Al respecto, de la época de París uno de los más interesantes es un dibujo conservado en la Northwestern University Library (Album Ramon Casas, 1991-12, vol. IV): bajo una inscripción donde se lee la fecha de ejecución, «Montmartre 8 de marzo 92», vemos un Casas concentrado, dibujando o escribiendo; una imagen insólita y que recuerda poderosamente a la que poco después haría Ramon Pichot de Rusiñol para sus Fulls de la vida.
Lo más habitual, sin embargo, es encontrarlo en otro tipo de circunstancias, celebrando la amistad, yendo de fiesta disfrazado o no, visitando talleres de artistas, en su estudio, o montando al tiovivo en Montmartre.
Así pues, en el artista moderno un elemento tanto o más importante que la obra era su modus vivendi; al entrar la vida, el arte desbordaba sus límites. De este modo, se pretendía anular el referente rutinario de la sociedad y ayudaba a entender su universo y justificar su genialidad. Esto fue una constante en el mundo de la bohemia, que intentó subvertir el modelo burgués y convertir la vida en obra de arte. Sin embargo, la preferencia de Casas para dejar constancia de anécdotas más festivas que no laborales quizá no tenía tanto que ver con el espíritu transgresor bohemio como con un incipiente concepto del ocio en la burguesía. Sea como fuere, el resultado fue más allá de lo realizado hasta entonces en Cataluña.

- [Lista de actividades]
(1) Responda brevemente según el fragmento sobre Ramon Casas:
(a) ¿En qué biblioteca se conserva el dibujo de la época de París?
(b) ¿En qué lugar aparece Casas montando al tiovivo?
(c) ¿Qué modelo intentó subvertir el mundo de la bohemia?
(2) Modifique el fragmento sobre Ramon Casas desde "Así pues, en" hasta "entonces en Cataluña.", inclusive, y reemplace "modus vivendi" por "modo de vida".
Para resolver las actividades no es necesario consultar las entradas.

- [Información extraída]
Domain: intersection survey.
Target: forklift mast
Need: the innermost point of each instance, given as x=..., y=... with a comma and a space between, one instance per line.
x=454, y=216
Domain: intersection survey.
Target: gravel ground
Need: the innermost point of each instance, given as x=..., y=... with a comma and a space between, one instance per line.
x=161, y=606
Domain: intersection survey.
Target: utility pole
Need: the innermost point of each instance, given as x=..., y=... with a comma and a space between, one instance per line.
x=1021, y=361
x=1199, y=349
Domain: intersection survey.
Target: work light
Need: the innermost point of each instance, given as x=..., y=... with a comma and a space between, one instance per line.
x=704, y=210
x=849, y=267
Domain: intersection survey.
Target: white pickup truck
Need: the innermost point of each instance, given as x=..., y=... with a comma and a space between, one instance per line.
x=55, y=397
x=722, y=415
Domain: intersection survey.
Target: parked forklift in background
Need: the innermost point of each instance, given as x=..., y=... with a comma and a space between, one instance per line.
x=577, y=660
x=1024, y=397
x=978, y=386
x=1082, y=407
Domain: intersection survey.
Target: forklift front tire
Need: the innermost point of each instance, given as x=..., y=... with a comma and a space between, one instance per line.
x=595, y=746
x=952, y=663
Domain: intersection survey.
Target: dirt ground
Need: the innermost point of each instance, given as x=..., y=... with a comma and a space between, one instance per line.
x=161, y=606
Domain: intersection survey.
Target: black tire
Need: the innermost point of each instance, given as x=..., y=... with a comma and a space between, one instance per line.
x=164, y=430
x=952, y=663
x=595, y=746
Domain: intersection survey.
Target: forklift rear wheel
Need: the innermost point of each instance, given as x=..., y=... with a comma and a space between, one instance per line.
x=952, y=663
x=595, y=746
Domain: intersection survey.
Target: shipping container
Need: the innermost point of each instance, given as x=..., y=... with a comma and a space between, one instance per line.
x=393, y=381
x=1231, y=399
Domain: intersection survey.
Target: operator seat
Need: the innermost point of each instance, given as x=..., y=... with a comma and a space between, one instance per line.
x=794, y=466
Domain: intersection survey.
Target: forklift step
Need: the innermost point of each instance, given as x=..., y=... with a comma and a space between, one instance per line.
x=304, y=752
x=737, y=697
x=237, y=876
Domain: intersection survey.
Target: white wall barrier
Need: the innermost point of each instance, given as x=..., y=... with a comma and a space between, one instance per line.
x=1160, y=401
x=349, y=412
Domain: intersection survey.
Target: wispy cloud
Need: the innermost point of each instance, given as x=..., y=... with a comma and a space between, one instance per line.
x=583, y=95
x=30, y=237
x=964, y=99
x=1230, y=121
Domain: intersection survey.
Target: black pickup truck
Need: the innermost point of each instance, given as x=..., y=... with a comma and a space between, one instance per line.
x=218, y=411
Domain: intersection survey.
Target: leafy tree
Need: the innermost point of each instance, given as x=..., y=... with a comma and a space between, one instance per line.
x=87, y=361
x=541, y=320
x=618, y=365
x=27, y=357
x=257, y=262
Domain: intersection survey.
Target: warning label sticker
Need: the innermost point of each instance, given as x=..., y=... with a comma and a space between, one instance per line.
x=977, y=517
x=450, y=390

- [Respuestas de actividades]
(1)
(a) En la Northwestern University Library.
(b) En Montmartre.
(c) El modelo burgués.

(2)
Así pues, en el artista moderno un elemento tanto o más importante que la obra era su modo de vida; al entrar la vida, el arte desbordaba sus límites. De este modo, se pretendía anular el referente rutinario de la sociedad y ayudaba a entender su universo y justificar su genialidad. Esto fue una constante en el mundo de la bohemia, que intentó subvertir el modelo burgués y convertir la vida en obra de arte. Sin embargo, la preferencia de Casas para dejar constancia de anécdotas más festivas que no laborales quizá no tenía tanto que ver con el espíritu transgresor bohemio como con un incipiente concepto del ocio en la burguesía. Sea como fuere, el resultado fue más allá de lo realizado hasta entonces en Cataluña.